> _YOUR TASK_
For each line below that includes the word "rise", make a copy.

> _AVAILABLE DATA_
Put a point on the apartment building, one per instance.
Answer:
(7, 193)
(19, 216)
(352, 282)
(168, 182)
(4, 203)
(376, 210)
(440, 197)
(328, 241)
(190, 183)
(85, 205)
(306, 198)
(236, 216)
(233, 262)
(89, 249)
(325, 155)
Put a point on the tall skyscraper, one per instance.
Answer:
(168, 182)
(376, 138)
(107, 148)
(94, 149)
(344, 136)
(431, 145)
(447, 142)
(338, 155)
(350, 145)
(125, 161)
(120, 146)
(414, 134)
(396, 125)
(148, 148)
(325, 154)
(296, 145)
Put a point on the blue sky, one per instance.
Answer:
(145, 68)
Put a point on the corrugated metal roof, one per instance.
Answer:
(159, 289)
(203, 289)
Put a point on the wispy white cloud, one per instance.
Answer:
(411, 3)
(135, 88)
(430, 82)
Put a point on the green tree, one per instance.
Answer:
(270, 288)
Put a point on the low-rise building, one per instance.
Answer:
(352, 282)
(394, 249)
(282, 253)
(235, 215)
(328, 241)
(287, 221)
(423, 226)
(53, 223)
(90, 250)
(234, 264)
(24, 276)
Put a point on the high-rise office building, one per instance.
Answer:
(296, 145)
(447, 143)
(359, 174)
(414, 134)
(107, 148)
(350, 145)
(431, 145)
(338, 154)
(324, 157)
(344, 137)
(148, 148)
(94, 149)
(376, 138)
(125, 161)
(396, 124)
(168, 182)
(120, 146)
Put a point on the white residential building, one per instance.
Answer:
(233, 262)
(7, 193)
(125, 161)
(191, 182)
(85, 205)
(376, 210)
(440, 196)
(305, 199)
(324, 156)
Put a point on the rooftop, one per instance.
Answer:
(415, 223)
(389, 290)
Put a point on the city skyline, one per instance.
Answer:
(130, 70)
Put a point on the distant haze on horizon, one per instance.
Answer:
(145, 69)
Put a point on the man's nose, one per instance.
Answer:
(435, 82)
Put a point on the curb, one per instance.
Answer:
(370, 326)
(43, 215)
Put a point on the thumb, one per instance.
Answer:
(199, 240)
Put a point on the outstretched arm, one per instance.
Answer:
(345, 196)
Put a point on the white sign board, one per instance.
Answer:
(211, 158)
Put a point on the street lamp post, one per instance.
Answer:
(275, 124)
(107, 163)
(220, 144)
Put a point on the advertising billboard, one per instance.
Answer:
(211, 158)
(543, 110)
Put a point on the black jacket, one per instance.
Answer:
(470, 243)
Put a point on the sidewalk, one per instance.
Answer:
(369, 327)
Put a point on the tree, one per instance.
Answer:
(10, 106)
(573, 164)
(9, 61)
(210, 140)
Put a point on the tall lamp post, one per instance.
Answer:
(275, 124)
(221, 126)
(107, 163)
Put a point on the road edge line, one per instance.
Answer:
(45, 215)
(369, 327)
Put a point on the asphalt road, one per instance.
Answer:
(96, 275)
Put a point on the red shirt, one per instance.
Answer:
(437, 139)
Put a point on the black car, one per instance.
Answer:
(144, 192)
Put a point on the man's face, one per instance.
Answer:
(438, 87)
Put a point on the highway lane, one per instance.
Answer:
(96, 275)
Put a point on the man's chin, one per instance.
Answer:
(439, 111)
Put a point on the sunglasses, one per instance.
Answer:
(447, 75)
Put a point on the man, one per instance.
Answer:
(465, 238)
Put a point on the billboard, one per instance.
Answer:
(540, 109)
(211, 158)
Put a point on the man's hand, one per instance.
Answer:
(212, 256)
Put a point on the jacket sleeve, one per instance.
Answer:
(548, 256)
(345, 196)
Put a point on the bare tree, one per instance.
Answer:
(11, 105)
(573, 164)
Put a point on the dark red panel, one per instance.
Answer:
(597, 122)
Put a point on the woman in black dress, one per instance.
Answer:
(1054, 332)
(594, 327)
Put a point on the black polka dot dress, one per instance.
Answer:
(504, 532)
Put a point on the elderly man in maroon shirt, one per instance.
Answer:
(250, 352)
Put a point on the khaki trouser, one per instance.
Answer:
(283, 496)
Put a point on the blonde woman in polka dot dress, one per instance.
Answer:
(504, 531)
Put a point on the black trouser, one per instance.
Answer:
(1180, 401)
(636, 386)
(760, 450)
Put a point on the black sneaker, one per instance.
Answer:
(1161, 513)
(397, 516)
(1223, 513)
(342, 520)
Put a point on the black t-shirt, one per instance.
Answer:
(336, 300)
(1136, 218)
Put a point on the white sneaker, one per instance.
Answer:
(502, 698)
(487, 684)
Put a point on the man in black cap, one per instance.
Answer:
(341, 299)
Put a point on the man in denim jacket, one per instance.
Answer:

> _THE ANSWER_
Put a point on the low-rise building, one per instance.
Put a point on the high-rise office building, one per instance.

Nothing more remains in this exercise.